Stated exercise a
Report each line of the records below that contains the string "plant". Case counts.
-- Passage shown start --
The
battle to attract the top talent is on, with big corporations offering ever
bigger carrots to attract those candidates with a certain something extra to
offer. But finding the elite few who have the X factor is no easy task. This
report, including exclusive new research, asks what is talent, how do you
identify it and can it be measured? Sally O’Reilly investigates
Talent is a modern obsession. TV shows such as Pop Idol put the emphasis on
the search for a mystery ‘X’ factor that will enable ordinary mortals to turn
into manufactured pop gods.
In business, the war for talent is on, with firms seeking the elite few who
can help them beat the competition. But is this the best way to foster high
performance levels? And what does ‘talent’ actually mean? While it is obvious
UK firms are not looking for an ability to sing, dance and pose for the
cameras, it is not always clear what they are searching for.
According to talent research company Kenexa, which specialises in helping
companies hire and retain highly-talented staff, talent is the component of
someone’s ability that cannot be explained by training or experience. It is the
elusive X factor – part of an individual’s personality.
Ellen O’Mahoney, consultant psychologist at Kenexa, stresses that the required
X factor will vary depending on the employee’s role. There are jobs that have a
very clear personality profile – particularly those that involve dealing with
people. "In the case of sales people, managers and supervisors, you can
see how they function in the job," she says. "For instance, you
couldn’t be a high-potential salesperson if you weren’t competitive, nor a
brilliant manager if you never talked to your team."
Assessing such personality traits is not easy and organisations seem to lack
the conviction that they can identify talent among the ranks of their own
staff.
Traditionally, when searching for high-talent performers, internal staff at
junior levels have been overlooked. The ‘talent pool’ is still seen to be
bright young graduates destined for great things, MBA super-heroes, or star
performers with impressive CVs.
This is partly the result of a woolly attitude among employers. "Many
firms confuse talent with leadership," says Richard Finn, a director of
performance consultancy group Penna Change Consulting. "You have to look
at what your organisation needs, which depends on your core competencies.
"And you shouldn’t assume that recruitment is the answer. Many
companies say they have a talent problem when they haven’t looked at the skills
of their own people."
Another myth is that intellectual prowess is an essential attribute of star
performers. But Steve Newhall, head of business development for DDI, a
consultancy specialising in selection and leadership, says firms should be
looking for a mix of skills.
"You need different levels of cognitive ability in someone who is going
to be a leader, and someone who is fulfilling a research scientist role,"
-- Passage shown end --
Stated exercise b
In the article on workplace talent, how does Kenexa define talent?
-- Dataset excerpts start --
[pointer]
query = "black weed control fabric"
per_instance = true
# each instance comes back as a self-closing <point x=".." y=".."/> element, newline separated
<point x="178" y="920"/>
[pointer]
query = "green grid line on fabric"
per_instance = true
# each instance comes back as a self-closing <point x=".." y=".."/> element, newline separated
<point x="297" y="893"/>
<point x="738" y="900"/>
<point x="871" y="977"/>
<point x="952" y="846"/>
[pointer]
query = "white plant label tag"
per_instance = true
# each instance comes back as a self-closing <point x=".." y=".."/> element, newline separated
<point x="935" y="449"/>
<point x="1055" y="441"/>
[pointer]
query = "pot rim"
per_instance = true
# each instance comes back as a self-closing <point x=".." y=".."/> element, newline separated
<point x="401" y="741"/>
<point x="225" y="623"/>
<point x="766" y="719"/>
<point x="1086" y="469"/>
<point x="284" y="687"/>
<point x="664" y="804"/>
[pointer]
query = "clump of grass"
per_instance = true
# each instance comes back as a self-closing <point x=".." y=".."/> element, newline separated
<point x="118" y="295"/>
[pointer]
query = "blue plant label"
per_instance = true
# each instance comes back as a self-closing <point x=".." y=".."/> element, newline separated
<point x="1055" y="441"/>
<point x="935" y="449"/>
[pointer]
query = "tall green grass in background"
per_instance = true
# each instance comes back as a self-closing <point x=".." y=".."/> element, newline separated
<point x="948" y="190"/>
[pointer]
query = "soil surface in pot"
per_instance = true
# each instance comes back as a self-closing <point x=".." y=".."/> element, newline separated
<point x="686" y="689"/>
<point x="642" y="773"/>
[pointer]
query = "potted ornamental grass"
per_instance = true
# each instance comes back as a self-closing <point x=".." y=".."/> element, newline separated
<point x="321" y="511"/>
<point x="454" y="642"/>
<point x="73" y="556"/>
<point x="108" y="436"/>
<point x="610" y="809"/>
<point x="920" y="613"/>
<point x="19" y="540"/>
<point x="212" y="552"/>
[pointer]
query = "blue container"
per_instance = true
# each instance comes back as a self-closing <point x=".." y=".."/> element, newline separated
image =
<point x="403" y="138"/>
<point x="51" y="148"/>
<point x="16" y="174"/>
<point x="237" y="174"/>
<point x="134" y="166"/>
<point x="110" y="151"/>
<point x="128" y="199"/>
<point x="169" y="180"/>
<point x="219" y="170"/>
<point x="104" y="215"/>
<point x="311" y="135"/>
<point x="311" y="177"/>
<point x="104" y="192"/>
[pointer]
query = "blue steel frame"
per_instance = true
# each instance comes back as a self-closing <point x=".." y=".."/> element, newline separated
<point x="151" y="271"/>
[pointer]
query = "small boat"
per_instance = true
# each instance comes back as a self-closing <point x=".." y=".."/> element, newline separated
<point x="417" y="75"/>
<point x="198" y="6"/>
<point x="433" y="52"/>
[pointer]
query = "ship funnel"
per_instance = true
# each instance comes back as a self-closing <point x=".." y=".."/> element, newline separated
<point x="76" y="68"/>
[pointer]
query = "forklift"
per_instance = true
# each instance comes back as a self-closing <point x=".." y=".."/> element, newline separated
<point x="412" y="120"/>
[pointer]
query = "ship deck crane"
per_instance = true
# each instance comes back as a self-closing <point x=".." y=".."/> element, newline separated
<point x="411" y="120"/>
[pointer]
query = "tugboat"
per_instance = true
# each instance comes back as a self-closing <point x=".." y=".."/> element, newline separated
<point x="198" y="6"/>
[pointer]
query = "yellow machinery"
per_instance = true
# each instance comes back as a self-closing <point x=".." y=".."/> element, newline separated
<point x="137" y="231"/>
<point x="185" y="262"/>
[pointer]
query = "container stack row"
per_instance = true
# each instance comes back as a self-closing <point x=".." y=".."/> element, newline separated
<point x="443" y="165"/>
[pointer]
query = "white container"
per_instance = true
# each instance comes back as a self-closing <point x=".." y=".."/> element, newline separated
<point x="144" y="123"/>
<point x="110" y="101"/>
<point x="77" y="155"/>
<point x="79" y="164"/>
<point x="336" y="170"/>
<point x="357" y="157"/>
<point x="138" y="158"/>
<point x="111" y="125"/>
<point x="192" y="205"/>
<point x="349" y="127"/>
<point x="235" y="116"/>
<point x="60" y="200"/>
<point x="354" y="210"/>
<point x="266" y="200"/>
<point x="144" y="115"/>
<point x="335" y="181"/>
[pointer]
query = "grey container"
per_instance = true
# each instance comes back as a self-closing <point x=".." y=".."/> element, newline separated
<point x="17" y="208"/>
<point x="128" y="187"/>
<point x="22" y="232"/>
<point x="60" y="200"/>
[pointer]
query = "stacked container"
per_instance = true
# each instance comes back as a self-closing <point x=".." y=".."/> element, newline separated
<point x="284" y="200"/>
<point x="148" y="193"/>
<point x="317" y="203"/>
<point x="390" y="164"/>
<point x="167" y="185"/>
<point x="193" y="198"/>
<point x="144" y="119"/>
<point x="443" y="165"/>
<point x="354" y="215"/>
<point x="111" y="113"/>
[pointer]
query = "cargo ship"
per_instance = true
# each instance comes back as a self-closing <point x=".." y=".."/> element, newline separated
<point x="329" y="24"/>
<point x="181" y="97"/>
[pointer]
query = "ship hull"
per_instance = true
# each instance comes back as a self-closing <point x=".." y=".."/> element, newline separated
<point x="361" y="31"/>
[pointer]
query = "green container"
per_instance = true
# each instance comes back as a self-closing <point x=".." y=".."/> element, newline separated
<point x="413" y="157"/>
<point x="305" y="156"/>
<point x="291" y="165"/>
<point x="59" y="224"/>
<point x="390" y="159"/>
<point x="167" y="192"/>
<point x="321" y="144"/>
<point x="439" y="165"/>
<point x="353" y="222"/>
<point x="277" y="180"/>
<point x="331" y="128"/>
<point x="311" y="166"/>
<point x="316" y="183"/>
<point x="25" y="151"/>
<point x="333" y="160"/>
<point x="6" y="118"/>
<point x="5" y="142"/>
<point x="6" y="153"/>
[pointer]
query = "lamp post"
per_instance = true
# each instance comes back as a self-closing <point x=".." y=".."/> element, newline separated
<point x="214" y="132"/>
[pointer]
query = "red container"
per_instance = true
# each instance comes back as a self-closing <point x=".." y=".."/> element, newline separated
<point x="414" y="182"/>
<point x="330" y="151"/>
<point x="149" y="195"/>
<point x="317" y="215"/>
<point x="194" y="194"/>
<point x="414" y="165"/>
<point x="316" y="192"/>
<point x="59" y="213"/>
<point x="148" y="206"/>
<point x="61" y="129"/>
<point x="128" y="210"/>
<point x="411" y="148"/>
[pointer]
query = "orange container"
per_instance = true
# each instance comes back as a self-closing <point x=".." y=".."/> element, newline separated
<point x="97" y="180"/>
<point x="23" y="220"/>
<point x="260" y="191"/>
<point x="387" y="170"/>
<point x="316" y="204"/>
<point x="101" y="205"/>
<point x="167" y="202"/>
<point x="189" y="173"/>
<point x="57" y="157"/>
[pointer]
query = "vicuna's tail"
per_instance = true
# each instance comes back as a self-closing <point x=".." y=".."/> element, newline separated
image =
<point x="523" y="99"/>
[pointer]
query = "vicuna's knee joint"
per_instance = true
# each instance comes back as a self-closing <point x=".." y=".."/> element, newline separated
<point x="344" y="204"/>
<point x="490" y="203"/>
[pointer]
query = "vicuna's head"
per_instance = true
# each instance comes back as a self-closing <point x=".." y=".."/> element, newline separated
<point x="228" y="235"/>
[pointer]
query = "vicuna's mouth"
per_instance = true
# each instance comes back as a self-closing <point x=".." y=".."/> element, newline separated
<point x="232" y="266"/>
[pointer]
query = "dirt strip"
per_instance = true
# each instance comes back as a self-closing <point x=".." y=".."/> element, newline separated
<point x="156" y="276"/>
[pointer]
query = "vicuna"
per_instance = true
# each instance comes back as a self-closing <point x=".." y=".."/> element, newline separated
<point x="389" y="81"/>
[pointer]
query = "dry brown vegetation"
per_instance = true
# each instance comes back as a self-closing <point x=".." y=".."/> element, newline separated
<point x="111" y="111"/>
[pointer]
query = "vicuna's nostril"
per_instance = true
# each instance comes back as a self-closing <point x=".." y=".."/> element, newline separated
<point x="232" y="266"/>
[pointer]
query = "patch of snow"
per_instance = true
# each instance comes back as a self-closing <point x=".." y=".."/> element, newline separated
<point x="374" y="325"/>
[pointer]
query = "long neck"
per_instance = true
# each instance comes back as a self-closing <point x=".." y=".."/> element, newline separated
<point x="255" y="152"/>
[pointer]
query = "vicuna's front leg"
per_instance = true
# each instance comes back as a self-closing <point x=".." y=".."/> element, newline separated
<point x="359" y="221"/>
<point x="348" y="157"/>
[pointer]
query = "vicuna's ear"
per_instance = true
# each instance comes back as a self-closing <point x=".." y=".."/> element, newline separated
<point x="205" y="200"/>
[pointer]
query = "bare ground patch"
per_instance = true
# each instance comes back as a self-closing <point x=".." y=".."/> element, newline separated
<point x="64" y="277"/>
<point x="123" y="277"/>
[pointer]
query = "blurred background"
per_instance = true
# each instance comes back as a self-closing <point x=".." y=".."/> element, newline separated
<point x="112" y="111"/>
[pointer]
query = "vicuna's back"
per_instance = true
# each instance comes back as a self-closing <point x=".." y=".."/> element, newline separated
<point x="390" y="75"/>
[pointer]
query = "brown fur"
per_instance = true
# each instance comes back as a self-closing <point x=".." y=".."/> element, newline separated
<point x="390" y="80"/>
-- Dataset excerpts end --
Task response a
query = "white plant label tag"
query = "blue plant label"

Task response b
Kenexa defines talent as the part of someone's ability that cannot be explained by training or experience.